RECORDS PROVIDED:
○ ○ ○ ○ ○ ○ ○
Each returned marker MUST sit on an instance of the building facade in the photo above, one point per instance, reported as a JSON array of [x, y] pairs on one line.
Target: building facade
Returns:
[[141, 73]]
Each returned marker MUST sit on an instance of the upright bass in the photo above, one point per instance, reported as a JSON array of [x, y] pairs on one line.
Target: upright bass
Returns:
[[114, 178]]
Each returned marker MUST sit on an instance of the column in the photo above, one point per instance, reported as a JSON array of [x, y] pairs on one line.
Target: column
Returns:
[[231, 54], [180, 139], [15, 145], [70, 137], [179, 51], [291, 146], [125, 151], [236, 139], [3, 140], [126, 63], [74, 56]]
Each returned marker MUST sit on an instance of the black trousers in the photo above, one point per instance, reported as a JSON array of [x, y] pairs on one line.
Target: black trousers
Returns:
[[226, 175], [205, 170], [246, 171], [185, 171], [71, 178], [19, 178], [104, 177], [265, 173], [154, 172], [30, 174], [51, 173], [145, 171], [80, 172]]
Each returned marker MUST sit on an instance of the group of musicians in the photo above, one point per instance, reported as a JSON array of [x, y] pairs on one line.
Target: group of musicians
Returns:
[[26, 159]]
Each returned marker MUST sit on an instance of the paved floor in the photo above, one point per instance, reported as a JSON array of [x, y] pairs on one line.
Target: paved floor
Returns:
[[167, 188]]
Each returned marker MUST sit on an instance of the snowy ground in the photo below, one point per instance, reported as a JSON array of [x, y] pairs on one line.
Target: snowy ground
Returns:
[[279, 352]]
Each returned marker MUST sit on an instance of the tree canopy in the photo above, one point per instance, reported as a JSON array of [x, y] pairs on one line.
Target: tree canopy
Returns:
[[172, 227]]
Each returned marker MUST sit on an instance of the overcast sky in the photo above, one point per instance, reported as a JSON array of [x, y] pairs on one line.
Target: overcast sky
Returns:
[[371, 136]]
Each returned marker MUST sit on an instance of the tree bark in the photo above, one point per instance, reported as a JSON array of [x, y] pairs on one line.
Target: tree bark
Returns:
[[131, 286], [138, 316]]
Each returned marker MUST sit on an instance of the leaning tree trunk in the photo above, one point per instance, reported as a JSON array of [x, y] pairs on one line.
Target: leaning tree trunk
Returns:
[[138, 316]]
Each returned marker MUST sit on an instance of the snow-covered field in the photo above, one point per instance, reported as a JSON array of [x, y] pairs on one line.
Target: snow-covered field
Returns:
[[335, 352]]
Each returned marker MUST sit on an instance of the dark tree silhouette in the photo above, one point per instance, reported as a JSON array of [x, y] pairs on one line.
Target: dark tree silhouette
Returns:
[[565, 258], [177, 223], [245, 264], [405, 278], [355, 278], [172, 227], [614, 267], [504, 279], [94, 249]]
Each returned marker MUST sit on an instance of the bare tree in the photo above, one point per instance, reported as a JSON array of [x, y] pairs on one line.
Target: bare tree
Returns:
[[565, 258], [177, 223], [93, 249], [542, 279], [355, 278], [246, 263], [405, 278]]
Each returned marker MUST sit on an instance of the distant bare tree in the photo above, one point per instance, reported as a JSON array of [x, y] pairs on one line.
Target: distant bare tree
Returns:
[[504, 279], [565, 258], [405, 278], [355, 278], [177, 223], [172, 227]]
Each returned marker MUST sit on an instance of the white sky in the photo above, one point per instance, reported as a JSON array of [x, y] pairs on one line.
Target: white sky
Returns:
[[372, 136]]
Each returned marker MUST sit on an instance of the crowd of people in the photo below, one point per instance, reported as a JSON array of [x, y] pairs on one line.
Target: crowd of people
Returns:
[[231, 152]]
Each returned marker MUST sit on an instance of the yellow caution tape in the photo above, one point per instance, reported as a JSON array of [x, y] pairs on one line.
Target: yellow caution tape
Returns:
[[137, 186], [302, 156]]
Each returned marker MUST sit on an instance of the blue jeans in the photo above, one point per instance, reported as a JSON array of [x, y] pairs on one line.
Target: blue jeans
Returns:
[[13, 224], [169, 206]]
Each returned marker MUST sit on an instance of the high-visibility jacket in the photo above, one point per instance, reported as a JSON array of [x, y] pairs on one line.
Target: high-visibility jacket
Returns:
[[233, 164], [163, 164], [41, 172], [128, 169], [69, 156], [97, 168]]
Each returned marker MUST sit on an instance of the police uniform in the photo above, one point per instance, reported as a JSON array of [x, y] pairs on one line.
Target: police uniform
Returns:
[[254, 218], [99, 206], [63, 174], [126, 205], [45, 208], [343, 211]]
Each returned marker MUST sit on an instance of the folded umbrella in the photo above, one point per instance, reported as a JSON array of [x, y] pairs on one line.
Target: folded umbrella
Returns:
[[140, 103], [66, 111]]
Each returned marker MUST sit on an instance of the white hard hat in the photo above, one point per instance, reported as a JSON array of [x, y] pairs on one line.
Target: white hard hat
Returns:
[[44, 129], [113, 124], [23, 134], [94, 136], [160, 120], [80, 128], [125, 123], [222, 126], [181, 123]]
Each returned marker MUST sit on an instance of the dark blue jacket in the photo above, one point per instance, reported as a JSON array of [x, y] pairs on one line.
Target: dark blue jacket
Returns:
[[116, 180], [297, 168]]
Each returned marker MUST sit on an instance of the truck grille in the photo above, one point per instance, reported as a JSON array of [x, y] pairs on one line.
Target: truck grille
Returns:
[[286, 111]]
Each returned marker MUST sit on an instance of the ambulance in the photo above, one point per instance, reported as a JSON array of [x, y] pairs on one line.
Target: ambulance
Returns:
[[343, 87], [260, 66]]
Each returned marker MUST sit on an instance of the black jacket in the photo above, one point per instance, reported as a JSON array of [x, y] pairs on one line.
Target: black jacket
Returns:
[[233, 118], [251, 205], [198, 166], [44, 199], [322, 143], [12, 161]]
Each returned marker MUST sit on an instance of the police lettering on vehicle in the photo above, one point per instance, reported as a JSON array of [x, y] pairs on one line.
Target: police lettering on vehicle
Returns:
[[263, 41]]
○ ○ ○ ○ ○ ○ ○
Reproduce the entire listing above, changing every "Target" to "Object" and leaving everything else as it is.

EXERCISE OUTPUT:
Each returned marker MUST sit on an instance of the building facade in the photo above, one point per instance, reported as a JSON array of [x, y] pairs on one line.
Object: building facade
Returns:
[[141, 73]]
Each returned marker MUST sit on an instance of the upright bass in the photo above, one point per instance, reported as a JSON array of [x, y] pairs on one line.
Object: upright bass
Returns:
[[114, 178]]
Each returned marker MUST sit on an instance of the column in the photo above, one point per instance, reported as a JSON array of [x, y] pairs on one line.
Object: column
Returns:
[[231, 54], [180, 139], [15, 145], [70, 137], [179, 51], [291, 146], [125, 151], [236, 139], [3, 140], [126, 63], [74, 56]]
Each returned marker MUST sit on an instance of the black trousers in the photo above, one point per instance, reported as a JSON array of [x, y] pairs on one line.
Object: black trousers
Returns:
[[226, 175], [205, 170], [246, 171], [185, 171], [71, 178], [19, 178], [104, 177], [265, 173], [154, 172], [30, 174], [51, 173], [145, 171], [80, 172]]
Each returned marker MUST sit on an instance of the group of musicians in the photo above, one point per instance, reported as a JSON array of [x, y] pairs on one line.
Object: group of musicians
Returns:
[[26, 159]]
Each returned marker MUST sit on an instance of the paved floor in the photo above, one point per instance, reported as a JSON array of [x, y] pairs on one line.
Object: paved floor
Returns:
[[167, 188]]
Each returned marker MUST sit on an instance of the snowy ground in the photo below, one point per instance, reported as a JSON array of [x, y] pairs on one line.
Object: snowy ground
Returns:
[[279, 352]]
Each returned marker MUST sit on an instance of the tree canopy in the photo above, one point per instance, reported as a JSON array of [x, y] pairs on one line.
Object: tree canopy
Returns:
[[172, 227]]
Each returned marker MUST sit on an instance of the overcast sky in the photo above, one point per instance, reported as a JSON array of [x, y] pairs on one line.
Object: overcast sky
Returns:
[[371, 136]]
Each returned marker MUST sit on an instance of the tree bark in the photo above, one point per instance, reported as a JSON array of [x, y] pairs on one line.
Object: tree bark
Returns:
[[131, 286], [138, 316]]
Each returned marker MUST sit on an instance of the leaning tree trunk in the photo above, one point per instance, reported as a JSON array of [x, y] pairs on one line.
Object: leaning tree trunk
Returns:
[[138, 316]]
Each returned marker MUST sit on an instance of the snow-covered field in the photo above, one point per instance, reported as a JSON array of [x, y] pairs on one line.
Object: snow-covered field
Returns:
[[335, 352]]
Each returned marker MUST sit on an instance of the dark tree silhouette in the photo above, one point per instance, reported as a JSON array of [x, y] pairs on one line.
Object: dark tree silhouette
Returns:
[[565, 258], [177, 223], [245, 264], [405, 278], [355, 278], [172, 227], [614, 267], [504, 279], [94, 249]]
Each returned marker MUST sit on an instance of the bare tree in the photo above, one point per instance, reported as a JSON array of [x, y] pairs on one line.
Object: bare tree
Returns:
[[565, 258], [177, 223], [93, 249], [542, 279], [355, 278], [246, 263], [405, 278]]
Each returned marker MUST sit on an instance of the distant bare tree in the photo above, one point per instance, reported as a JSON array of [x, y] pairs on one line.
Object: distant bare tree
Returns:
[[504, 279], [565, 258], [405, 278], [355, 278], [177, 223], [172, 227]]
Each returned marker MUST sit on an instance of the white sky in the photo above, one point per instance, reported as a JSON array of [x, y] pairs on one line.
Object: white sky
Returns:
[[372, 136]]
Each returned marker MUST sit on an instance of the crowd of people in the photo below, one point per instance, reported as a JSON array of [x, y] pairs on one line.
Object: crowd of people
Returns:
[[231, 152]]
Each returned marker MUST sit on an instance of the yellow caution tape in the photo above, one point per instance, reported as a JSON array of [x, y] pairs on one line.
Object: yellow caution tape
Returns:
[[137, 186], [302, 156]]
Each returned marker MUST sit on an instance of the blue jeans in the photo above, one point per instance, reported as a JSON array of [x, y] pairs on one line.
Object: blue jeans
Returns:
[[13, 224], [169, 206]]
Each returned marker MUST sit on an instance of the high-visibility jacket in the photo above, one point per instance, reported as a JSON array of [x, y] pairs on one line.
Object: high-visibility jacket
Returns:
[[233, 164], [163, 164], [41, 172], [128, 169], [69, 156], [97, 168]]
Each returned marker MUST sit on an instance of the police uniform in the photo above, one point per instance, reported as a JSON array of [x, y] pairs on one line.
Object: police uniform
Returns:
[[254, 218], [99, 206], [63, 174], [126, 205], [45, 208], [343, 211]]
Each returned marker MUST sit on an instance of the folded umbrella in the photo above, one point per instance, reported as a JSON array of [x, y] pairs on one line.
Object: folded umbrella
Returns:
[[140, 103], [66, 111]]
Each returned marker MUST sit on an instance of the white hard hat in the photo above, one point per instance, reported as a JSON array of [x, y] pairs on one line.
Object: white hard hat
Returns:
[[44, 129], [113, 124], [23, 134], [94, 136], [160, 120], [80, 128], [125, 123], [222, 126], [181, 123]]
Each returned marker MUST sit on an instance of the dark blue jacket in the photo above, one point per instance, reported as a JSON array of [x, y] pairs on one line.
Object: dark blue jacket
Returns:
[[116, 180], [297, 168]]
Each returned marker MUST sit on an instance of the truck grille in the photo above, one point per instance, reported as a JSON array of [x, y] pairs on one line.
Object: truck grille
Returns:
[[286, 111]]
Each returned marker MUST sit on an instance of the ambulance in the photo above, one point per instance, reported as a JSON array of [x, y] pairs on one line.
Object: ambulance
Returns:
[[343, 87], [260, 66]]
Each returned marker MUST sit on an instance of the black jacket in the photo above, one point per instance, reported as a JSON array of [x, y] pairs on one line.
Object: black jacket
Returns:
[[233, 118], [251, 205], [198, 166], [44, 199], [322, 143], [12, 161]]
Each returned marker MUST sit on an instance of the police lettering on vehicle in the photo above, one point per instance, reported as a JSON array of [x, y] pairs on one line.
Object: police lettering on vehicle
Returns:
[[263, 41]]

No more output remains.